Passage shown.
<<<<

I am not a script expert. One thing I had to fight was the possibility that the loop "for file in _*" was returning some of the files that had already been renamed. (I.E. the file list is dynamically-generated instead of generated once on entry to the loop.) This was resulting in the same file being double-processed in the loop. For example, _00_00.ppm would be processed once in the second loop to produce _0_0.ppm, but then the (already-renamed) file _0_0.ppm would be processed in the loop again, leaving __.ppm. At least, I think that was what was happening. But I also think I have fixed it now.

Getting the back-references in the third sed invocation to work properly was also very difficult. The triple-backslash (\\\) took a while to figure out. I still don't understand why it was necessary.

Here's an example of how I use this function in a script that takes a bunch of power-of-2-sized ppm files in a sibling directory named 4Normalize, dices them into a bunch of levelX directories using pamdice, and fixes the resulting filenames to be usable by Celestia's virtual texture loader.

Code: Select all

# insert above function here, ommitted for brevity

echo Dicing level 0
pamdice ../4Normalize/2k.ppm -outstem=level0/yx -width 1024 -height 1024 -verbose
echo Fixing filenames for level 0
cd level0; PamDiceNameToVtName; cd ..

echo Dicing level 1
pamdice ../4Normalize/4k.ppm -outstem=level1/yx -width 1024 -height 1024 -verbose
echo Fixing filenames for level 1
cd level1; PamDiceNameToVtName; cd ..

echo Dicing level 2
pamdice ../4Normalize/8k.ppm -outstem=level2/yx -width 1024 -height 1024 -verbose
echo Fixing filenames for level 2
cd level2; PamDiceNameToVtName; cd ..

echo Dicing level 3
pamdice ../4Normalize/16k.ppm -outstem=level3/yx -width 1024 -height 1024 -verbose
echo Fixing filenames for level 3
cd level3; PamDiceNameToVtName; cd ..

echo Dicing level 4
pamdice ../4Normalize/32k.ppm -outstem=level4/yx -width 1024 -height 1024 -verbose
echo Fixing filenames for level 4
cd level4; PamDiceNameToVtName; cd ..

echo Dicing level 5
pamdice ../4Normalize/64k.ppm -outstem=level5/yx -width 1024 -height 1024 -verbose
echo Fixing filenames for level 5
cd level5; PamDiceNameToVtName; cd ..

Feel free to report back if you have any problems!

Tim Crews

abramson · Post #10by **abramson** » 06.01.2004, 17:56

Hi all.

I also have seen that it is no picnic to virtualize a very large texture. And, as Tim, I observed that it is better to pre-digest the file. It is a lot faster, also, since much time is used just reading and writing gigafiles. For my 64k Blue Marble, I first cut horizontal stripes, and then cut those in the final squares. All done with the convert utility (Image Magick) and ad hoc bat or perl scripts.

Cheers,

Guillermo

Buzz · Post #11by **Buzz** » 06.01.2004, 20:04

Thanks Tim, I'll give a try (soon)

>>>>

What to work on.
- A) Decide whether each statement agrees with the thread above, answering yes or no and quoting the words from the thread that settle it: (i) the script dices the ppm files with pamdice; (ii) Tim Crews understands why the triple-backslash was necessary; (iii) for the 64k Blue Marble, Guillermo first cut vertical stripes.
- B) In the thread above, what did Guillermo use to cut his 64k Blue Marble?
- C) Return the part of the thread above between "abramson · Post" and "a try (soon)", inclusive.

Extracted data entries
<<<<

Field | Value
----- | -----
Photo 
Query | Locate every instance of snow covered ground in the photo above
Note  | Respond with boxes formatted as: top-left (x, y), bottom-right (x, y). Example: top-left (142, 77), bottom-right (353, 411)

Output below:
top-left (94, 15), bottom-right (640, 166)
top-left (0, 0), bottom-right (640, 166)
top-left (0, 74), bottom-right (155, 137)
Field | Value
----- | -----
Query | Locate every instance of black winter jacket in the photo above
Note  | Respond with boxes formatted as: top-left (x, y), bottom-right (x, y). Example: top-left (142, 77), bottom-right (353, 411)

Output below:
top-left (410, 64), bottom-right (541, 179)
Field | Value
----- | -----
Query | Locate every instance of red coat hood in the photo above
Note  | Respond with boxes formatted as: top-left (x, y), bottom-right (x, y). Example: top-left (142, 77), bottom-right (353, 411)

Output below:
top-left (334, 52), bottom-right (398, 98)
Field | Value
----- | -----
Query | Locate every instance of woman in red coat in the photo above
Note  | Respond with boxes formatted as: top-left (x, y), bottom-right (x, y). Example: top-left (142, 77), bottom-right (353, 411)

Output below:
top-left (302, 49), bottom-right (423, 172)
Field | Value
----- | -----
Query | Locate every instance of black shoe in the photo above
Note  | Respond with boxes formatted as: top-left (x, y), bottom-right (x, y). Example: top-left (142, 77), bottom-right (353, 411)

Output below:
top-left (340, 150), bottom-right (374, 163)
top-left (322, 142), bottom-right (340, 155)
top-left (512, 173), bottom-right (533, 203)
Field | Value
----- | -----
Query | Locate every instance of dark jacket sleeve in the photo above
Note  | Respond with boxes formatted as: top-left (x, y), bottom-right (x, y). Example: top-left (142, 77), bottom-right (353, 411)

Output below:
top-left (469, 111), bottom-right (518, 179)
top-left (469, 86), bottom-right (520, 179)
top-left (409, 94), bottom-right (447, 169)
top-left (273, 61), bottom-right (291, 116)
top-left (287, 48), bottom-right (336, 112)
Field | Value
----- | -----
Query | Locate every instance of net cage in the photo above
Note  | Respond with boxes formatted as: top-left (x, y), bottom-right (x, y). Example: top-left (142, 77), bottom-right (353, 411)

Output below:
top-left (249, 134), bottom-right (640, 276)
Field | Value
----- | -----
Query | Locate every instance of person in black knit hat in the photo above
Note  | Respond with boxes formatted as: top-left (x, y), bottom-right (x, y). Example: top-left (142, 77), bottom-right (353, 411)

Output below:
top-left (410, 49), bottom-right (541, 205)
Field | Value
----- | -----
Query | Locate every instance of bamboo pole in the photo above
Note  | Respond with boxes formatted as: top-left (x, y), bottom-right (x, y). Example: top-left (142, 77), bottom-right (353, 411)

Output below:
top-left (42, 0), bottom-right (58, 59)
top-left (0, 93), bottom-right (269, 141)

>>>>

Responses.
- A)
(i) Yes: "dices them into a bunch of levelX directories using pamdice"
(ii) No: "I still don't understand why it was necessary."
(iii) No: "I first cut horizontal stripes"

- B) The convert utility (Image Magick) and ad hoc bat or perl scripts.

- C)
abramson · Post #10by **abramson** » 06.01.2004, 17:56

Hi all.

I also have seen that it is no picnic to virtualize a very large texture. And, as Tim, I observed that it is better to pre-digest the file. It is a lot faster, also, since much time is used just reading and writing gigafiles. For my 64k Blue Marble, I first cut horizontal stripes, and then cut those in the final squares. All done with the convert utility (Image Magick) and ad hoc bat or perl scripts.

Cheers,

Guillermo

Buzz · Post #11by **Buzz** » 06.01.2004, 20:04

Thanks Tim, I'll give a try (soon)